WHAT IS NEEDED:
Please put the lines below into a Markdown table with two columns, Row and Line, giving each line its own numbered row. Skip blank lines and leave out the pictures.

TASK MATERIAL:
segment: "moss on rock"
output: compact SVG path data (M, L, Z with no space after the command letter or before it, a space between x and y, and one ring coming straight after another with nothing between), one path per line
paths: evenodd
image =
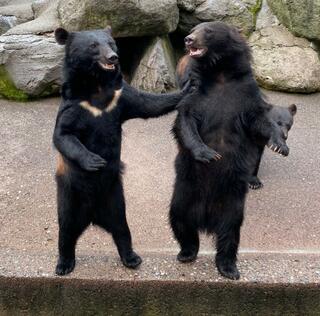
M30 99L28 94L16 88L3 65L0 66L0 96L16 101L27 101Z

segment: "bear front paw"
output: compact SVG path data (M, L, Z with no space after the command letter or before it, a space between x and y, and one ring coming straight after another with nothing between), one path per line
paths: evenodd
M249 180L249 188L252 190L258 190L263 187L263 183L258 177L252 176Z
M269 142L268 148L270 148L273 152L280 154L281 156L288 156L289 155L289 147L287 144L277 144L275 142Z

RESPONSE FOR THIS EXERCISE:
| Row | Line |
|---|---|
| 1 | segment: "moss on rock" |
| 2 | output: compact SVG path data (M, L, Z with no space after the command letter or before it, a space between x and y, and one ring coming straight after another with nothing between), one path per line |
| 3 | paths: evenodd |
| 4 | image = |
| 5 | M30 99L28 94L16 88L3 65L0 66L0 96L16 101L27 101Z |
| 6 | segment: "bear front paw" |
| 7 | output: compact SVG path data (M, L, Z with no space after the command letter or before it, a space between x and y, and one ring coming straight after another with nothing between), one path per line |
| 8 | paths: evenodd |
| 9 | M249 180L249 188L252 190L258 190L263 187L263 183L258 177L252 176Z |
| 10 | M269 142L268 148L270 148L273 152L280 154L281 156L288 156L289 155L289 147L287 144L277 144L275 142Z |